[Named-object pointing records]
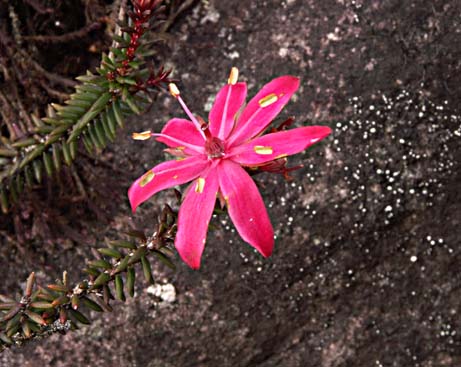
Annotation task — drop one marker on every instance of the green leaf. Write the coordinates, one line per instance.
(92, 305)
(111, 252)
(32, 155)
(103, 264)
(130, 280)
(124, 244)
(146, 268)
(66, 153)
(35, 317)
(57, 157)
(117, 112)
(102, 279)
(37, 165)
(95, 109)
(78, 316)
(48, 164)
(41, 305)
(119, 288)
(164, 259)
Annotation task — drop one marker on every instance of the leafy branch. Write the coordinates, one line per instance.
(61, 306)
(123, 85)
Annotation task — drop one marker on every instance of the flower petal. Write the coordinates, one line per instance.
(163, 176)
(246, 207)
(278, 145)
(262, 109)
(194, 217)
(182, 130)
(226, 105)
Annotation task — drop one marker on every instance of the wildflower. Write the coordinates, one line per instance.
(215, 156)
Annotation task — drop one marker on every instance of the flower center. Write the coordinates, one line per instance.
(214, 148)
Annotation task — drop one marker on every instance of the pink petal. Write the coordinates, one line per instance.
(185, 136)
(246, 207)
(227, 103)
(163, 176)
(259, 112)
(194, 217)
(278, 145)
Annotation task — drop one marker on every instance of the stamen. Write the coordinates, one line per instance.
(200, 185)
(191, 116)
(142, 136)
(174, 91)
(182, 144)
(146, 178)
(233, 76)
(268, 100)
(259, 149)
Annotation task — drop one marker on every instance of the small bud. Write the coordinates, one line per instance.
(174, 91)
(145, 135)
(233, 76)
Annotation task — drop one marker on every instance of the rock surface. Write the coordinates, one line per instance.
(366, 266)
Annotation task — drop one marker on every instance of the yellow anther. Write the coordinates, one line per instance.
(233, 76)
(268, 100)
(174, 91)
(142, 136)
(259, 149)
(146, 178)
(200, 185)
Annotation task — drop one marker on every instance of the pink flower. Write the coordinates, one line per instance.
(215, 157)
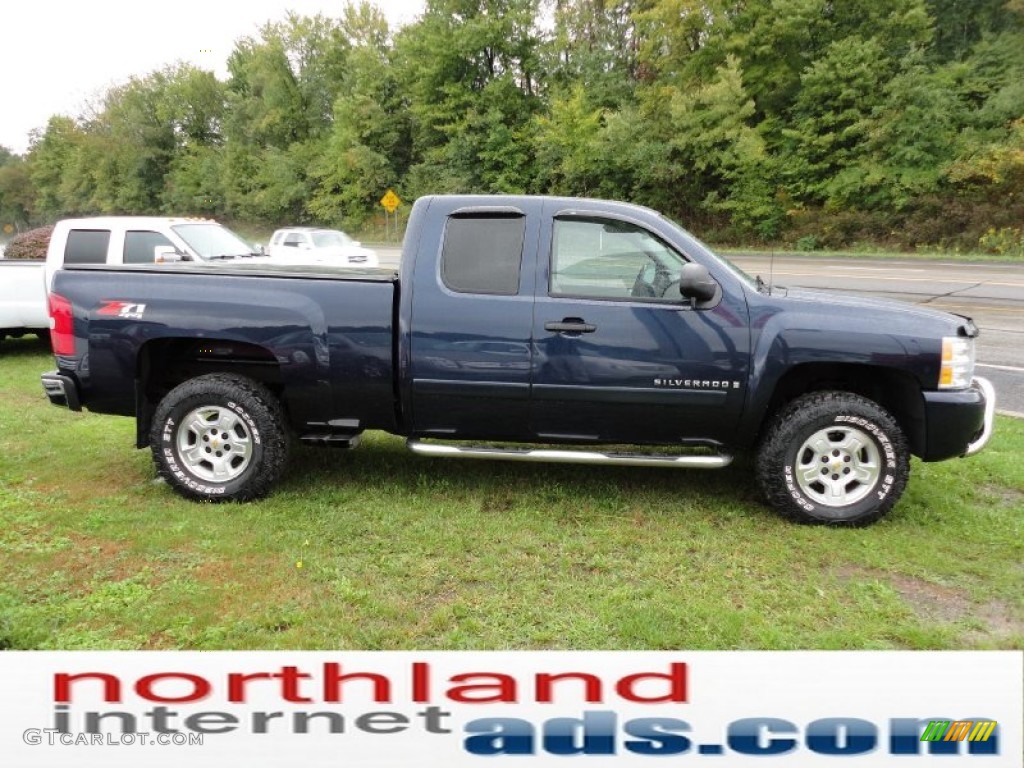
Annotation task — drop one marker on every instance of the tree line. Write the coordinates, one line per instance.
(818, 123)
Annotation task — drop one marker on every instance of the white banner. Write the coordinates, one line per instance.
(449, 710)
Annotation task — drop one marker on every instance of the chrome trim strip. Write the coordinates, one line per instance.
(569, 457)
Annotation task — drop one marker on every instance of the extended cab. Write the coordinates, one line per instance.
(564, 327)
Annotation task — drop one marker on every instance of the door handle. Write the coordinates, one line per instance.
(570, 326)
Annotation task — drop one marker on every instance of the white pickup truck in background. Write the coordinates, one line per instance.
(23, 298)
(105, 240)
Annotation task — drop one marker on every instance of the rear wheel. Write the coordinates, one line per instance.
(833, 458)
(219, 437)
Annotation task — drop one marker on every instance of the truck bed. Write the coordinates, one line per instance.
(327, 332)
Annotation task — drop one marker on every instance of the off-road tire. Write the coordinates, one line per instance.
(200, 423)
(833, 458)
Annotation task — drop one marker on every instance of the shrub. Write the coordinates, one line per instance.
(30, 245)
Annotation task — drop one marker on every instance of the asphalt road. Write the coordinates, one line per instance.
(991, 294)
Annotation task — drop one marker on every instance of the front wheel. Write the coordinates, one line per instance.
(219, 437)
(833, 458)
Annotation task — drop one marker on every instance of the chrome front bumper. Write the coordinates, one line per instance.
(986, 432)
(61, 390)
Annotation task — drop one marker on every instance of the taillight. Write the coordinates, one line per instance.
(61, 326)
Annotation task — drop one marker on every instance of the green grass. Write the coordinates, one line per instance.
(380, 549)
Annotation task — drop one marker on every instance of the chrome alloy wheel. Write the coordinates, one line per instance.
(838, 466)
(215, 443)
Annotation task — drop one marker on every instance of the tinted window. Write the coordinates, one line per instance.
(139, 245)
(608, 259)
(483, 254)
(87, 246)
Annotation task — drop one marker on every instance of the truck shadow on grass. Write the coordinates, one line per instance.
(383, 466)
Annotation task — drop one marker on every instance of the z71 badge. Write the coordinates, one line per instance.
(125, 309)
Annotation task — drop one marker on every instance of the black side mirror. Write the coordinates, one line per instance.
(695, 283)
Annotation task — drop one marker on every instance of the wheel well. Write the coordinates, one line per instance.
(163, 364)
(896, 391)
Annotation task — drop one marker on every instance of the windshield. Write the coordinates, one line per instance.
(329, 239)
(212, 241)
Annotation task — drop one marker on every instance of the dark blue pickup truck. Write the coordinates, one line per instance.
(523, 328)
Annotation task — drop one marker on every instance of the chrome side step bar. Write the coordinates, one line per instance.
(568, 457)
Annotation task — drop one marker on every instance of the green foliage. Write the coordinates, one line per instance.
(1007, 241)
(30, 245)
(898, 117)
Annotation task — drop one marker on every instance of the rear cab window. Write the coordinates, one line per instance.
(482, 253)
(87, 246)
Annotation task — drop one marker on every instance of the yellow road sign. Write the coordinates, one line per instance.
(390, 201)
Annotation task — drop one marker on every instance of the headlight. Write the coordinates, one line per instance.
(957, 363)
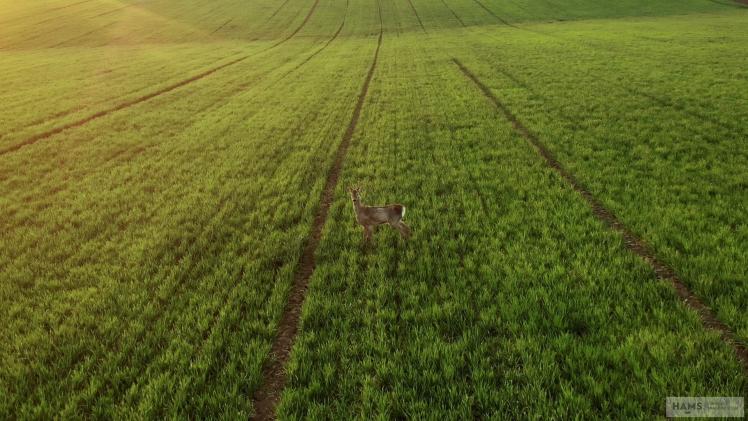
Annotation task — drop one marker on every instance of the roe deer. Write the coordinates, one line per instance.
(371, 216)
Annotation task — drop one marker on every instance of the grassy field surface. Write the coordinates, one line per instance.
(162, 163)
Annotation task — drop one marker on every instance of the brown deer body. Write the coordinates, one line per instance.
(371, 216)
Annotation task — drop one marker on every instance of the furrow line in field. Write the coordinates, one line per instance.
(222, 26)
(454, 14)
(273, 377)
(314, 54)
(278, 9)
(112, 11)
(415, 12)
(632, 242)
(306, 19)
(653, 98)
(126, 104)
(492, 13)
(59, 44)
(46, 11)
(136, 101)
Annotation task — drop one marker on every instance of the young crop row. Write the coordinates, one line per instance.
(654, 137)
(150, 262)
(511, 298)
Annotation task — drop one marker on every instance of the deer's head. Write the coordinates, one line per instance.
(355, 192)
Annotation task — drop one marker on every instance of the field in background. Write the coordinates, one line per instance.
(162, 163)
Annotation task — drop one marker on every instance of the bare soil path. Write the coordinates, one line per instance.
(632, 242)
(274, 376)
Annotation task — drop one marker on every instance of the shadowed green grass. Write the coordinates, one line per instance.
(147, 253)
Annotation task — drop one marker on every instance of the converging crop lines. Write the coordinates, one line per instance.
(45, 135)
(454, 14)
(314, 54)
(274, 377)
(631, 241)
(415, 12)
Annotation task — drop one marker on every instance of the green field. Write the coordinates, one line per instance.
(164, 165)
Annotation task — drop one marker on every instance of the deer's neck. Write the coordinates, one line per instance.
(357, 205)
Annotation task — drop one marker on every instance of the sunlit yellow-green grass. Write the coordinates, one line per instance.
(162, 163)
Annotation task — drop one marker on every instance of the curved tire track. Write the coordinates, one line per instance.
(631, 241)
(415, 12)
(45, 135)
(274, 378)
(454, 14)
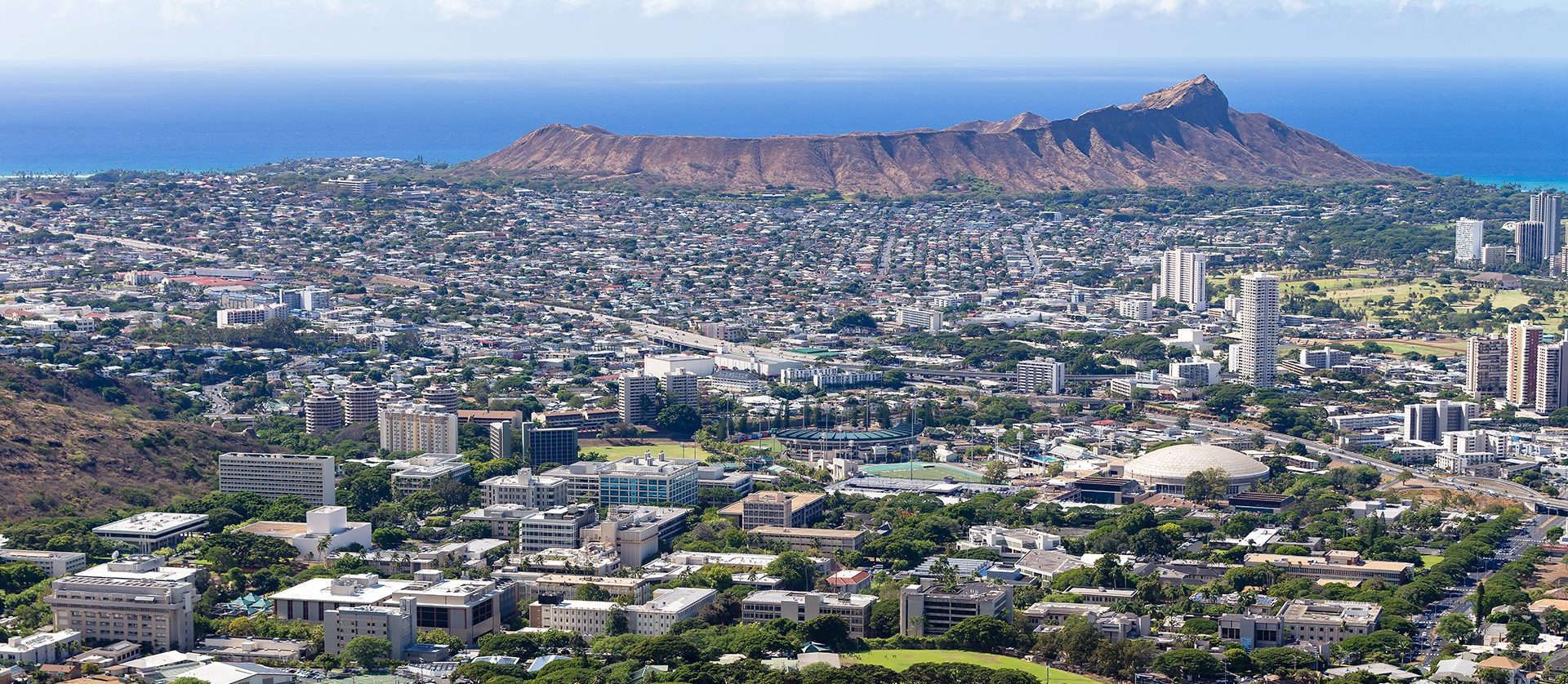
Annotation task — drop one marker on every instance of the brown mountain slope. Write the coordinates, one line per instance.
(63, 449)
(1181, 135)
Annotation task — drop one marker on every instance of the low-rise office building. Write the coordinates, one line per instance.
(148, 532)
(272, 476)
(802, 606)
(927, 609)
(811, 539)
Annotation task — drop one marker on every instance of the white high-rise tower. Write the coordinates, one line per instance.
(1183, 273)
(1468, 239)
(1548, 209)
(1256, 357)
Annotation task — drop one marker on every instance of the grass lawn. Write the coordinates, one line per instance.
(901, 660)
(671, 451)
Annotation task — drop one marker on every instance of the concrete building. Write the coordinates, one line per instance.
(1468, 239)
(1196, 372)
(929, 321)
(359, 402)
(524, 488)
(1314, 622)
(775, 509)
(1428, 422)
(811, 539)
(323, 531)
(1256, 355)
(419, 429)
(394, 624)
(323, 413)
(1136, 308)
(557, 527)
(1547, 209)
(148, 532)
(1529, 242)
(630, 481)
(57, 563)
(422, 471)
(1525, 344)
(930, 611)
(443, 398)
(681, 388)
(804, 606)
(1184, 278)
(543, 446)
(640, 399)
(311, 477)
(637, 531)
(1041, 375)
(591, 619)
(1487, 367)
(132, 600)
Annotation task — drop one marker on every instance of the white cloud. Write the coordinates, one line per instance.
(460, 10)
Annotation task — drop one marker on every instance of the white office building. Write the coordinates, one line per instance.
(419, 427)
(1041, 375)
(1256, 355)
(129, 600)
(1468, 239)
(1183, 273)
(311, 477)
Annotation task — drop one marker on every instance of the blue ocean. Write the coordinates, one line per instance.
(1501, 122)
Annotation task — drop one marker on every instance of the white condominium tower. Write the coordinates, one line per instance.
(1468, 239)
(1183, 273)
(1548, 209)
(1256, 355)
(1525, 347)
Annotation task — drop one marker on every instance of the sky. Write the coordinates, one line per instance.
(214, 32)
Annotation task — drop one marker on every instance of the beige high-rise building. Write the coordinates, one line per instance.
(1487, 367)
(1551, 386)
(419, 429)
(359, 402)
(1525, 342)
(323, 413)
(129, 600)
(1256, 355)
(1183, 278)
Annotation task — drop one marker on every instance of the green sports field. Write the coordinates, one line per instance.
(901, 660)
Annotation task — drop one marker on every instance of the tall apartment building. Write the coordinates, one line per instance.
(1548, 211)
(1183, 278)
(323, 413)
(524, 488)
(804, 606)
(1487, 367)
(441, 398)
(1551, 386)
(1256, 355)
(1525, 344)
(419, 427)
(929, 321)
(394, 624)
(1041, 375)
(359, 402)
(681, 388)
(639, 399)
(1468, 239)
(1529, 242)
(1428, 422)
(129, 600)
(930, 611)
(543, 447)
(306, 476)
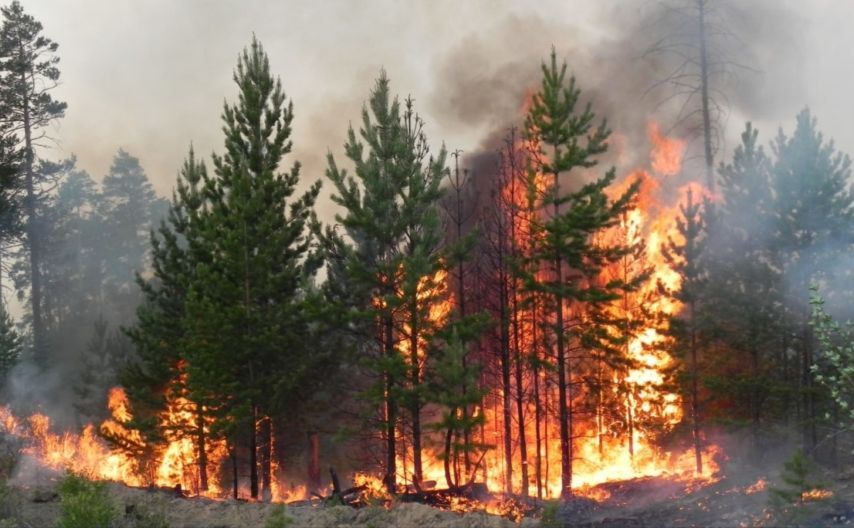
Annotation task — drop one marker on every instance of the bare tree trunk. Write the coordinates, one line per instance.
(704, 96)
(314, 461)
(266, 458)
(253, 452)
(33, 241)
(234, 481)
(415, 410)
(202, 455)
(695, 396)
(562, 381)
(391, 410)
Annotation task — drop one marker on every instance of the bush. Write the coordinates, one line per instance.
(278, 518)
(152, 515)
(549, 514)
(84, 504)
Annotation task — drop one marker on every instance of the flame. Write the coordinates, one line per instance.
(613, 445)
(89, 454)
(667, 153)
(612, 453)
(816, 494)
(756, 487)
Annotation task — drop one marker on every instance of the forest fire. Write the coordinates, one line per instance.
(617, 442)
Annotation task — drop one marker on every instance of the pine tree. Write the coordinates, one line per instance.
(392, 221)
(30, 72)
(566, 140)
(11, 345)
(107, 353)
(130, 207)
(813, 238)
(745, 293)
(686, 328)
(158, 336)
(454, 386)
(245, 310)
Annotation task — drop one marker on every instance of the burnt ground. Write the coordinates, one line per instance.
(645, 503)
(729, 502)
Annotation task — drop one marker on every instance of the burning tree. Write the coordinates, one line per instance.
(392, 221)
(222, 337)
(566, 139)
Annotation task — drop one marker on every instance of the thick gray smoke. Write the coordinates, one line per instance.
(755, 49)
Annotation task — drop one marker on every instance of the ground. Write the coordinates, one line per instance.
(647, 502)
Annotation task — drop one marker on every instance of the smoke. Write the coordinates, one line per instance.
(485, 79)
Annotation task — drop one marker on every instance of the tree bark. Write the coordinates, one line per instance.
(314, 461)
(390, 410)
(201, 439)
(39, 349)
(704, 97)
(253, 452)
(266, 458)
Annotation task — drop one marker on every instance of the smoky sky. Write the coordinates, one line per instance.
(151, 76)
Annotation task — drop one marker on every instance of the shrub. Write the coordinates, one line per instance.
(278, 518)
(84, 504)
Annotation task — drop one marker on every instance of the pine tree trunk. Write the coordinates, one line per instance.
(538, 440)
(562, 381)
(695, 396)
(520, 413)
(506, 396)
(253, 452)
(452, 483)
(266, 458)
(415, 409)
(704, 97)
(390, 410)
(234, 482)
(314, 461)
(202, 449)
(39, 350)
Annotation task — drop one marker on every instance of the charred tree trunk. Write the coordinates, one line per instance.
(506, 388)
(235, 485)
(415, 374)
(538, 460)
(704, 96)
(266, 458)
(520, 412)
(33, 242)
(314, 461)
(201, 448)
(562, 381)
(253, 452)
(695, 393)
(452, 483)
(391, 409)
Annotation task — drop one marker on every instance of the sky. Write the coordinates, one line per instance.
(150, 76)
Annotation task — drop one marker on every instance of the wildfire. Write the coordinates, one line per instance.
(756, 487)
(618, 443)
(816, 494)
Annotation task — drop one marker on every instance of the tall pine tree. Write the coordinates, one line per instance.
(566, 142)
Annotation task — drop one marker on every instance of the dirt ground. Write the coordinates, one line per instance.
(645, 503)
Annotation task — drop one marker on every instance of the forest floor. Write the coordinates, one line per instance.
(648, 502)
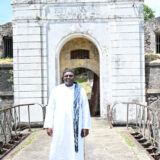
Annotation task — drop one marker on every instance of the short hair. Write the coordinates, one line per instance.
(68, 70)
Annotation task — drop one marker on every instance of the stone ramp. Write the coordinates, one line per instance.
(103, 143)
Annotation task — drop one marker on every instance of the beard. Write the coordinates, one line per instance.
(68, 83)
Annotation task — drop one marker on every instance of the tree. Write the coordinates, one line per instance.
(148, 12)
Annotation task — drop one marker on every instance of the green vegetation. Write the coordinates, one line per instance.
(148, 12)
(85, 86)
(152, 57)
(6, 60)
(10, 80)
(127, 139)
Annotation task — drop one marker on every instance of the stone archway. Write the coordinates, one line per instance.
(81, 45)
(81, 53)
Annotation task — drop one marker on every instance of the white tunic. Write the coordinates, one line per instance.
(59, 117)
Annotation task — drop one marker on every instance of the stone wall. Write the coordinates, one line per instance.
(6, 97)
(150, 28)
(152, 81)
(5, 31)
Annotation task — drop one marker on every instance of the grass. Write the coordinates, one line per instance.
(6, 60)
(85, 86)
(152, 57)
(127, 139)
(27, 142)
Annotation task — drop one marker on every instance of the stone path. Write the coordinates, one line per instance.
(103, 143)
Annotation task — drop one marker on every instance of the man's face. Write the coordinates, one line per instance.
(68, 78)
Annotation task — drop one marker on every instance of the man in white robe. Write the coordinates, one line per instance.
(67, 122)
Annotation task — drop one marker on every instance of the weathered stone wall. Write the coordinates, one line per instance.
(6, 98)
(150, 28)
(5, 31)
(79, 43)
(152, 81)
(42, 28)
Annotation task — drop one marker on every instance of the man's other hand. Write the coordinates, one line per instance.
(49, 131)
(85, 132)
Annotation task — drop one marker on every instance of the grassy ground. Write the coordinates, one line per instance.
(84, 82)
(6, 60)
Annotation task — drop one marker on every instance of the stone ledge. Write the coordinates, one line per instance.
(69, 1)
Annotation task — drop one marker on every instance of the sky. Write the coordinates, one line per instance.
(6, 9)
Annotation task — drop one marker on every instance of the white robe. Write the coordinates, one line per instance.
(59, 117)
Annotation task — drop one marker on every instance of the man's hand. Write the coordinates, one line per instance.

:: What is asked ::
With both ends included, please retype exactly the lines from the line containing "the grassy ground." to the final line of the data.

:: Written answer ::
Annotation task — drop one marker on every instance of the grassy ground. Write the coordinates, one line per instance.
(84, 82)
(6, 60)
Annotation task — drop one marker on every instance of the stone ledge. Write the coordinates, one line per instance.
(69, 1)
Annotation task — drop one marker on every instance of the sky. Write the coordinates, one line per instance.
(6, 9)
Annotation task — drop one marker on every instance of the white robe. Write the coordinates, one line per instance.
(59, 117)
Annotation task — drop one marker on every instance of the man's hand. Write the coordinates, one line per instance.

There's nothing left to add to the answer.